▶ [EXERCISE AIM] Take the entries below and print, exactly, the stretch from the line containing "Target: locomotive roof" through the line containing "the leafy tree", both included.

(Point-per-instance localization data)
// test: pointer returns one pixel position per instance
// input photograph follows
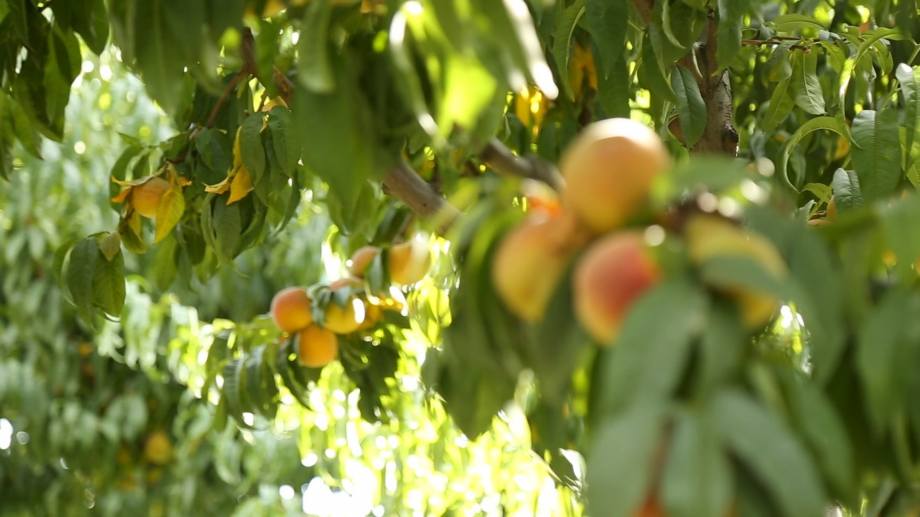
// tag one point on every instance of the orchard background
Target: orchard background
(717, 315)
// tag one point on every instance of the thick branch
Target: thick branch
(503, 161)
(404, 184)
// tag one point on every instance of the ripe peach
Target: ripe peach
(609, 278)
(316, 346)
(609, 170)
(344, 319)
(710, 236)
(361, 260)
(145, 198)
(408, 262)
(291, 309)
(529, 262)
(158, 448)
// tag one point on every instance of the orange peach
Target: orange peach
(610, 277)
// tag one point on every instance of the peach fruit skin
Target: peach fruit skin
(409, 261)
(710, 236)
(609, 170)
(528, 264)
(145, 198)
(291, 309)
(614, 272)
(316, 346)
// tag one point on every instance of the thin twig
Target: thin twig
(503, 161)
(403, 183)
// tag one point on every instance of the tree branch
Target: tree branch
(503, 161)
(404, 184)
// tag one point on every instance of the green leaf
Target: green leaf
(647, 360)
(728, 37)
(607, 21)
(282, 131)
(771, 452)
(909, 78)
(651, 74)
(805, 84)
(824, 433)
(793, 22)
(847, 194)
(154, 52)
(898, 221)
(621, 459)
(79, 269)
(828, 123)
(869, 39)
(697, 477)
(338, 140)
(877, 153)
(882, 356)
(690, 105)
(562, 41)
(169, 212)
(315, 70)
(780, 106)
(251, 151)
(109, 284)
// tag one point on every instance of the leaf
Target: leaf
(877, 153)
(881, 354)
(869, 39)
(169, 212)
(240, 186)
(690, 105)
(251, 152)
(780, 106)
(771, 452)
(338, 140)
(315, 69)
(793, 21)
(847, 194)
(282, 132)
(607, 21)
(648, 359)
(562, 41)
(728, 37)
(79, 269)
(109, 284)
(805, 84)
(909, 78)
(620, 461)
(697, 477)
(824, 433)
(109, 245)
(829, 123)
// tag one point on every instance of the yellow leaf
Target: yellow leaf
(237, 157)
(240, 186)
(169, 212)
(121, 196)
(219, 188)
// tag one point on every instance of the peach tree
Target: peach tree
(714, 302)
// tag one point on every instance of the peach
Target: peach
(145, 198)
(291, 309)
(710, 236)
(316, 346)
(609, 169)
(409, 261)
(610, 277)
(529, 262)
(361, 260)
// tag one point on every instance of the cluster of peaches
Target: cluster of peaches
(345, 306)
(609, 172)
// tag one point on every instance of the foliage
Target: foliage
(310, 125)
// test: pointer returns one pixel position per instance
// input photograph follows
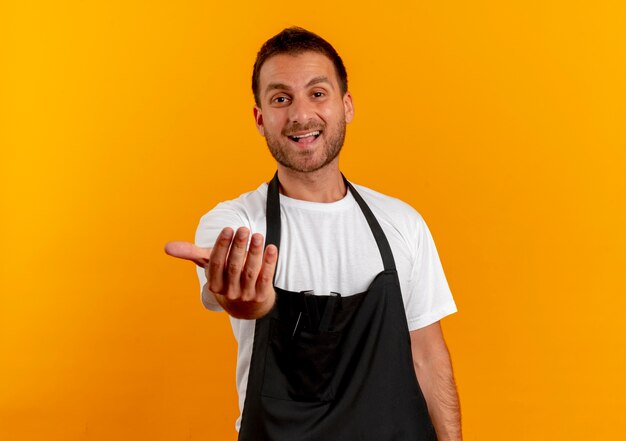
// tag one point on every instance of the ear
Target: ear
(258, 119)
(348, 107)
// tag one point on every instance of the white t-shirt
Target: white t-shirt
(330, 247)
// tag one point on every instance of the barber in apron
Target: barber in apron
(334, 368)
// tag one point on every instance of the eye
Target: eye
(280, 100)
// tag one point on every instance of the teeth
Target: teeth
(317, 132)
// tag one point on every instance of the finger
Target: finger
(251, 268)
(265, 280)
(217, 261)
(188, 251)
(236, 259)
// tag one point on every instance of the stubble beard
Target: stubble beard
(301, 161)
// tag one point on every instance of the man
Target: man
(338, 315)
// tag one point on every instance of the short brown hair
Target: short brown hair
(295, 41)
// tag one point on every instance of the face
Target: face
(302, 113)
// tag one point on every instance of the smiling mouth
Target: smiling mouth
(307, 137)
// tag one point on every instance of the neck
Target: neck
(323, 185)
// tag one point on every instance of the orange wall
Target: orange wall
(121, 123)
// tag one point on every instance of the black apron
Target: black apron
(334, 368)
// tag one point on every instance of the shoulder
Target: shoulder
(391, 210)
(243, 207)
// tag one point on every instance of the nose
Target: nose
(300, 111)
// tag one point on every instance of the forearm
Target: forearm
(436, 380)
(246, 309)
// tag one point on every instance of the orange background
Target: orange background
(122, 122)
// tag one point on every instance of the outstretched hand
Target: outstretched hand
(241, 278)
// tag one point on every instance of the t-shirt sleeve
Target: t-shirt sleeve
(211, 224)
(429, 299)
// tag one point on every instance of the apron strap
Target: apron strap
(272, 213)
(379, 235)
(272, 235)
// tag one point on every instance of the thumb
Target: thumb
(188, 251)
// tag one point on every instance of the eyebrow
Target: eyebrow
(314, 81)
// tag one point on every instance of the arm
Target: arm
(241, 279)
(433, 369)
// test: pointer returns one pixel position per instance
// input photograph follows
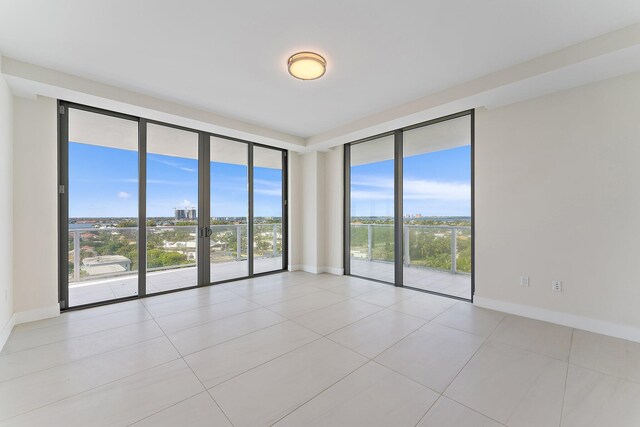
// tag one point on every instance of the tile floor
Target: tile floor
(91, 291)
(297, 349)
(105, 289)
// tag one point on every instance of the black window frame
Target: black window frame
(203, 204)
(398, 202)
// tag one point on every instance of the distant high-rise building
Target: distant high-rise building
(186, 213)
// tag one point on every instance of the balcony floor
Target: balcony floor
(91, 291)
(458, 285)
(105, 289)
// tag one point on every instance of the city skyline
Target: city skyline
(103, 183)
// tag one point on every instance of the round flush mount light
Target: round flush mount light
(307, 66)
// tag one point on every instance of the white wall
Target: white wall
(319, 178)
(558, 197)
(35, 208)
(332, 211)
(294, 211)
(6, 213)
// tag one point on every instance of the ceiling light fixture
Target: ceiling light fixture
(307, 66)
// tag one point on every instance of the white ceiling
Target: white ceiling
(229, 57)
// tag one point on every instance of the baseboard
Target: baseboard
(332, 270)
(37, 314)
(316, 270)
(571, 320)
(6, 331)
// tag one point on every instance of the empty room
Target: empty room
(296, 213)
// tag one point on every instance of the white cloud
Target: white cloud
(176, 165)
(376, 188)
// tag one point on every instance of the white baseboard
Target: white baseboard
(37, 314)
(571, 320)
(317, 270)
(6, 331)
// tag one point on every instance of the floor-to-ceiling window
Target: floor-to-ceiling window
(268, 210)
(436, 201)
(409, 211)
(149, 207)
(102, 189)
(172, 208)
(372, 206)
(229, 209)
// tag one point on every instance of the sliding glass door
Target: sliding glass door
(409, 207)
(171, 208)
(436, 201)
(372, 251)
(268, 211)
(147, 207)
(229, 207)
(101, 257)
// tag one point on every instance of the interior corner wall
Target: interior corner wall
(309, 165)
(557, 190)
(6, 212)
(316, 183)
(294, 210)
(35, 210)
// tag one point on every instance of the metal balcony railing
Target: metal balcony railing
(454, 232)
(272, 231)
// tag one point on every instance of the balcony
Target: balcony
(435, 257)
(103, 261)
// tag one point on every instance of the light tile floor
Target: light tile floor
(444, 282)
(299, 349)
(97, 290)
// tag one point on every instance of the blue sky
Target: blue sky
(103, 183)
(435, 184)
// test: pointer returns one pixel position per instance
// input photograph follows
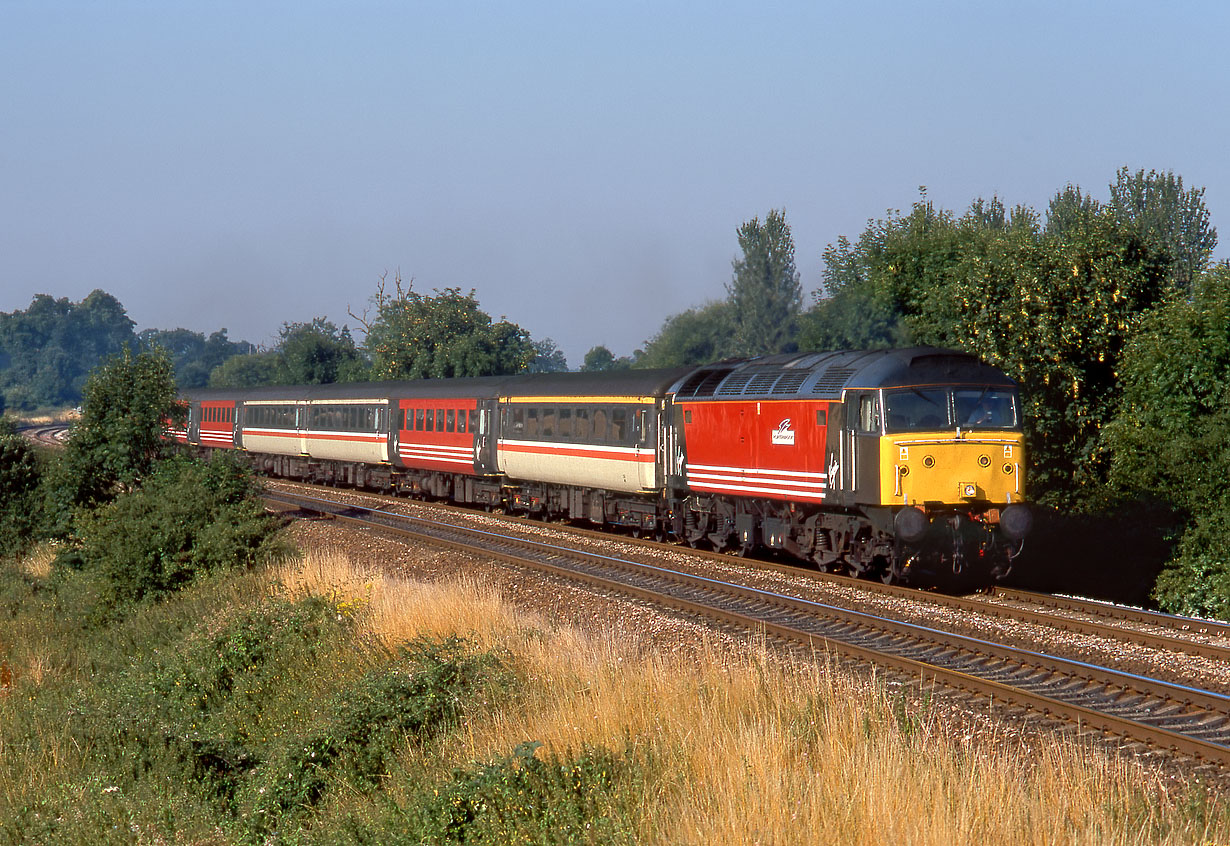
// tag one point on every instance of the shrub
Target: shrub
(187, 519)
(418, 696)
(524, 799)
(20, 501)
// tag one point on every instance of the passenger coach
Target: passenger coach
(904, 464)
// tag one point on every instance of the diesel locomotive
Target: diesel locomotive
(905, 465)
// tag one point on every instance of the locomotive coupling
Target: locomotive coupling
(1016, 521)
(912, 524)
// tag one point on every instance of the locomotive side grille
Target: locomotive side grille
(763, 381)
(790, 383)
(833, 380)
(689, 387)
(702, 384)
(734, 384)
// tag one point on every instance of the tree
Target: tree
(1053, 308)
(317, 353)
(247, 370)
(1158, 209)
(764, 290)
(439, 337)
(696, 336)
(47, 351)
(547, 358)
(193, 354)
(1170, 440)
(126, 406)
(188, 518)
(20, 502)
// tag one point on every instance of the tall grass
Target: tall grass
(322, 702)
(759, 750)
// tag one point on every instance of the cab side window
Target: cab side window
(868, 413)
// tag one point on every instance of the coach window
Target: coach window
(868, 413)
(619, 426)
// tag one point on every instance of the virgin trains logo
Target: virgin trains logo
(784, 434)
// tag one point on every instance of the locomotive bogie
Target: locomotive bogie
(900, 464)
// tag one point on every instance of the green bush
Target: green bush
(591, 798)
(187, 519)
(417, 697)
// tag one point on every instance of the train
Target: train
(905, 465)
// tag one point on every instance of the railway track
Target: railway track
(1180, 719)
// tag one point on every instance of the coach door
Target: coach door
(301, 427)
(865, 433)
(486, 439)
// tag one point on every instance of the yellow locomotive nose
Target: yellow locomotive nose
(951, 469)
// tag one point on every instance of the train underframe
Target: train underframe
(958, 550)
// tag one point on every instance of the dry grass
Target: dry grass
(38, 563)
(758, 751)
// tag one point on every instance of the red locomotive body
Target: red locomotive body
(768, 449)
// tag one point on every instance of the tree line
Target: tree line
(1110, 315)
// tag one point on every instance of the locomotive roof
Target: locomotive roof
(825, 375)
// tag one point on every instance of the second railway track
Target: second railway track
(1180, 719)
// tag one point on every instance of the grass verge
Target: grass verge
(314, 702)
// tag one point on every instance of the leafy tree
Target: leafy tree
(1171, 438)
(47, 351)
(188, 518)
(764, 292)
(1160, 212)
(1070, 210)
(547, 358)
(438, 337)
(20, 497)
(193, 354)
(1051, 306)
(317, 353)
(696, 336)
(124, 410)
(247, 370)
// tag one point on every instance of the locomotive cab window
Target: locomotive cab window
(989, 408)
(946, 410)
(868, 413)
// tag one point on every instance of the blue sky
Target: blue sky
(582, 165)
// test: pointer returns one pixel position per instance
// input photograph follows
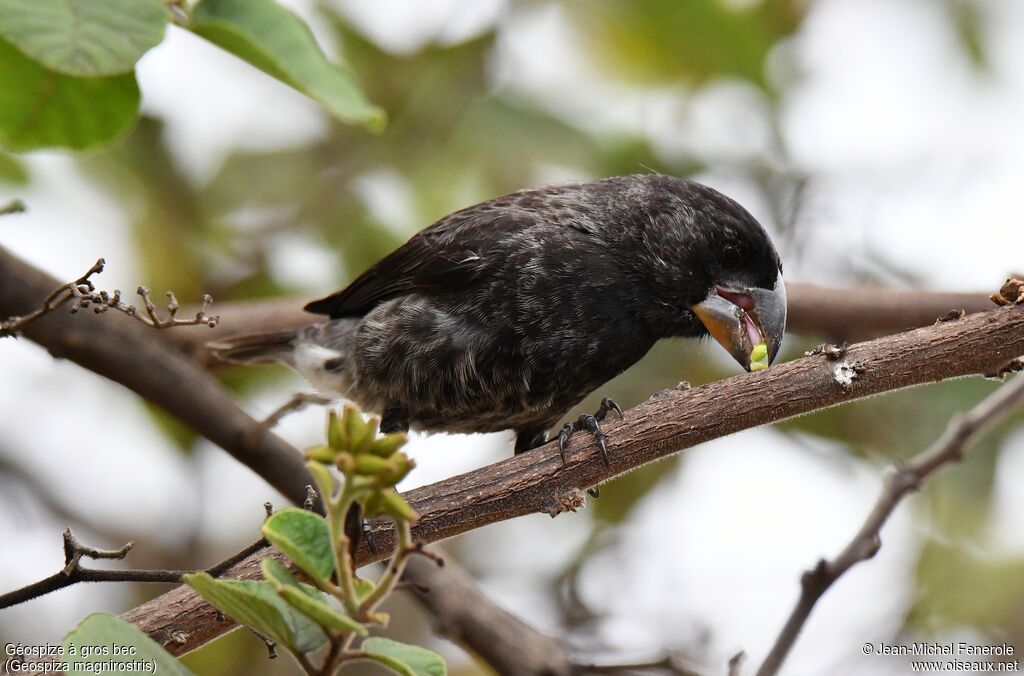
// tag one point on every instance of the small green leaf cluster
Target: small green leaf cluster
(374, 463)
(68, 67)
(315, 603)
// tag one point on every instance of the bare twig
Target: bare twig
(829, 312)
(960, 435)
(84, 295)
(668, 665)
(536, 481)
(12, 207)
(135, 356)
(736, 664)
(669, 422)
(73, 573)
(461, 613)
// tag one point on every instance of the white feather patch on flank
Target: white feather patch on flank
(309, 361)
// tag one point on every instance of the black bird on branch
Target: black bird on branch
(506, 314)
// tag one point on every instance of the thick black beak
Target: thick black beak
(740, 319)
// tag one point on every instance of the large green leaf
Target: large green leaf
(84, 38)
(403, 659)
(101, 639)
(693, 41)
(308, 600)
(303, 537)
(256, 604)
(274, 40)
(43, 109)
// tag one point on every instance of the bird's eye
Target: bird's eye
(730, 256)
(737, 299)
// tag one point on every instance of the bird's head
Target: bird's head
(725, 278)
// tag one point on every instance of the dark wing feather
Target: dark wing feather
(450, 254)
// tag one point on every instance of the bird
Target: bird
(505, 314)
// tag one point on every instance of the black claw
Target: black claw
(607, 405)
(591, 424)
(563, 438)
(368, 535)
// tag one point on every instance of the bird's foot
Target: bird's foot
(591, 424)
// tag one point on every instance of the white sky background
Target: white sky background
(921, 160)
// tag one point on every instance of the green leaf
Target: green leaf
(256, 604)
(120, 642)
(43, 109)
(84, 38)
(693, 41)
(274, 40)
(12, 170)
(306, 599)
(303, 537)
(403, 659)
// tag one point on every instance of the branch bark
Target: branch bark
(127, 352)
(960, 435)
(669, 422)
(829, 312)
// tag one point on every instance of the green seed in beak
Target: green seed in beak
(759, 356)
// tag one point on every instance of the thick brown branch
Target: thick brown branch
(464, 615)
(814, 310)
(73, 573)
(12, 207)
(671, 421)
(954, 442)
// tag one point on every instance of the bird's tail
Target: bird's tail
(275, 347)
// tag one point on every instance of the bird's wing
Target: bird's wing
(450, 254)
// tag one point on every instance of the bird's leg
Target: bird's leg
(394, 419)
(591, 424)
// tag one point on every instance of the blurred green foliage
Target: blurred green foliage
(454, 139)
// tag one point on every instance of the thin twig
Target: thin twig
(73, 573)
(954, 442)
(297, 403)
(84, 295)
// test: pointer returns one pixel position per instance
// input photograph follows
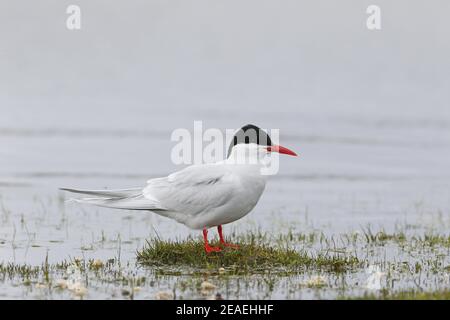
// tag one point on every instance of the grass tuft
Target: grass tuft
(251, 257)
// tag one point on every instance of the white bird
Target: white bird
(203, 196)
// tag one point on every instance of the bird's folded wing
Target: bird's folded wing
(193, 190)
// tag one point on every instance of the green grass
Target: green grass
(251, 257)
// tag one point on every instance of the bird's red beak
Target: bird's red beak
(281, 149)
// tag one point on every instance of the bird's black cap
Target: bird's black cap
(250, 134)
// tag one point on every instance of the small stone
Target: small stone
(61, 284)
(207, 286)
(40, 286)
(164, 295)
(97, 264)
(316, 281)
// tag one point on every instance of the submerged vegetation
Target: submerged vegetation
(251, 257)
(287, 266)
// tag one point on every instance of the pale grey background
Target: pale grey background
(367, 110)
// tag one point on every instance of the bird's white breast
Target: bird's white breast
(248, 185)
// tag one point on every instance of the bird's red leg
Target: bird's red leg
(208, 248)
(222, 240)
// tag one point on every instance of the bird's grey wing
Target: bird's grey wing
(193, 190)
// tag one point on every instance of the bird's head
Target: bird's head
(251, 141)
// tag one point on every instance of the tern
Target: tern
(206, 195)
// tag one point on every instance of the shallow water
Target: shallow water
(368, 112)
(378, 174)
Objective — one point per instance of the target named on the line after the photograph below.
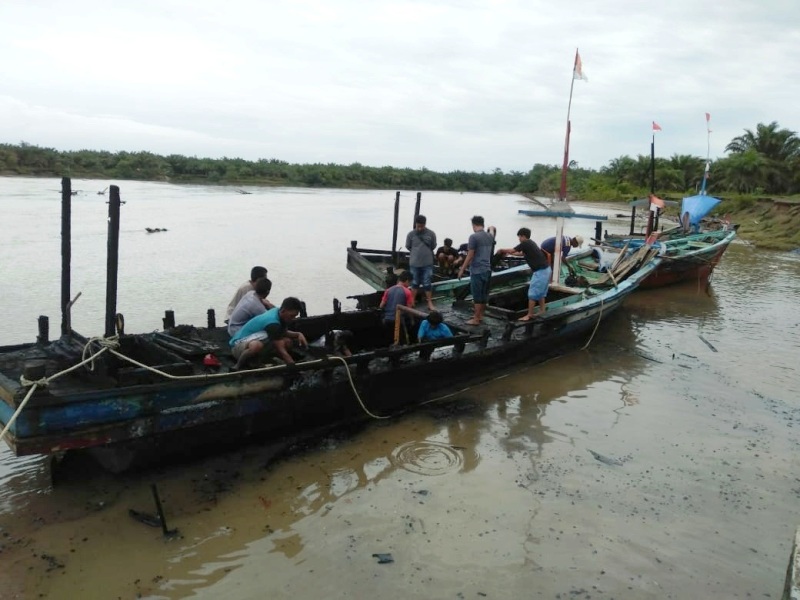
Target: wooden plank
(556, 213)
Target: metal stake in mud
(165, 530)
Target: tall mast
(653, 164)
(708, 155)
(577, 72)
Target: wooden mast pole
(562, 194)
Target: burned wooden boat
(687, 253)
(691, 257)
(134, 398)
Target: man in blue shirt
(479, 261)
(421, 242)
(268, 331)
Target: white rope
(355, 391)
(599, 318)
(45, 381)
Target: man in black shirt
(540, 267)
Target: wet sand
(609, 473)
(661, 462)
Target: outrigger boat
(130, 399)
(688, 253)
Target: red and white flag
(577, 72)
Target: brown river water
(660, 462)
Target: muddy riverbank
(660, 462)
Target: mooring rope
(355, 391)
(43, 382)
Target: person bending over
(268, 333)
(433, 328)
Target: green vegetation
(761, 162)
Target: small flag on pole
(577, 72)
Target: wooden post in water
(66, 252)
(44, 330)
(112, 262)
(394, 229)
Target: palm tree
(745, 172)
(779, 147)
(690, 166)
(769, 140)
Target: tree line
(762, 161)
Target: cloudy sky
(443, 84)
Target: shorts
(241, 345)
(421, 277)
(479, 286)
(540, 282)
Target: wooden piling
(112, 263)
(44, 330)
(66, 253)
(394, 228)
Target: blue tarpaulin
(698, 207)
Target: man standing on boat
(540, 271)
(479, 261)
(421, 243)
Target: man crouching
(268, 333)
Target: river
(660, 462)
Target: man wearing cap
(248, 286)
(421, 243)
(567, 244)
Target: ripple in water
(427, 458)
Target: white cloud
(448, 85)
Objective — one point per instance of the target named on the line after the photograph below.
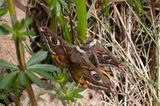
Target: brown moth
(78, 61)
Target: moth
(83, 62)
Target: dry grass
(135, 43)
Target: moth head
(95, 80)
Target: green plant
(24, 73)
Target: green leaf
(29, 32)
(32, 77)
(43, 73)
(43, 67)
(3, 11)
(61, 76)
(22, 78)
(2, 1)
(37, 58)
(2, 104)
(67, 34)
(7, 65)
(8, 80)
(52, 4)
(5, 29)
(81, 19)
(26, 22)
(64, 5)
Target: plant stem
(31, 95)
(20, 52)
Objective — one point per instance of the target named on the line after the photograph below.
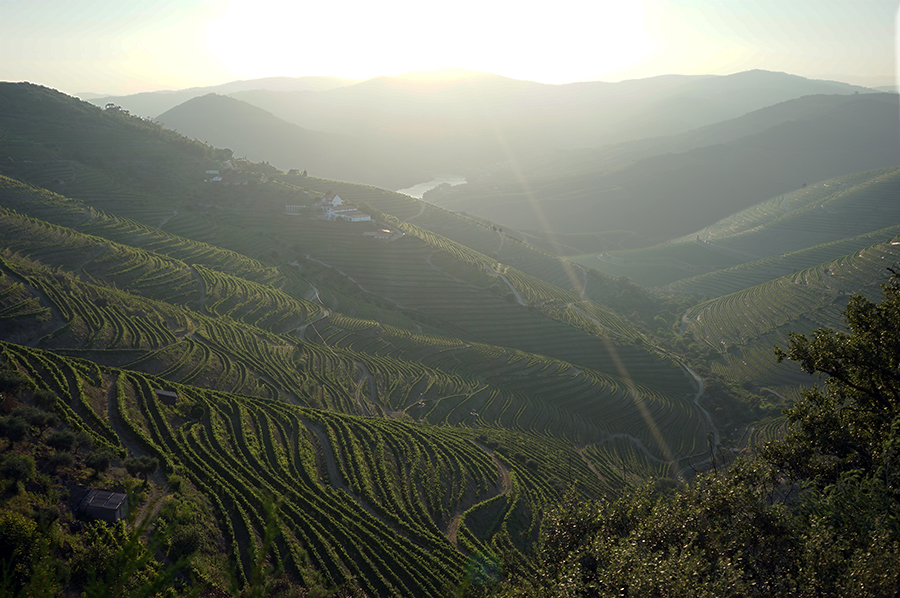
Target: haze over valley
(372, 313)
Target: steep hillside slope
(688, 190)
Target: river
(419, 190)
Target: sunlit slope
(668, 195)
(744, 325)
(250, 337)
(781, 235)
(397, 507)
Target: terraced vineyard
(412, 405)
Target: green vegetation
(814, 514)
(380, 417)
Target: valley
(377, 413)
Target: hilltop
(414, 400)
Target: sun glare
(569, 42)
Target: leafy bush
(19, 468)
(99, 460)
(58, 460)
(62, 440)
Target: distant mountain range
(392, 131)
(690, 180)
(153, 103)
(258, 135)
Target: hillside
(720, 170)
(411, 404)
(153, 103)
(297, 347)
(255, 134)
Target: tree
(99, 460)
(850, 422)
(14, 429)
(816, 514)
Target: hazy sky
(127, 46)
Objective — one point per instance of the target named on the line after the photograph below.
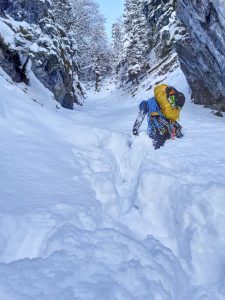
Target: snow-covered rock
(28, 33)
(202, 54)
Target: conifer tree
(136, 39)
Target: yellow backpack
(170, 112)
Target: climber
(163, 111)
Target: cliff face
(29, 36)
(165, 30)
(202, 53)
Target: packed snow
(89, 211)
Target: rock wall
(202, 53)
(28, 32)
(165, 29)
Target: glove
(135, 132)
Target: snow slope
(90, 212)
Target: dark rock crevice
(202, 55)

▶ [SOLUTION TO THIS EXERCISE]
Target: locomotive roof
(825, 375)
// tag one point on every instance of the second railway track
Target: second railway track
(1180, 719)
// tag one point on every instance of the grass verge
Target: grass verge
(314, 702)
// tag one point on every instance of the leafy tree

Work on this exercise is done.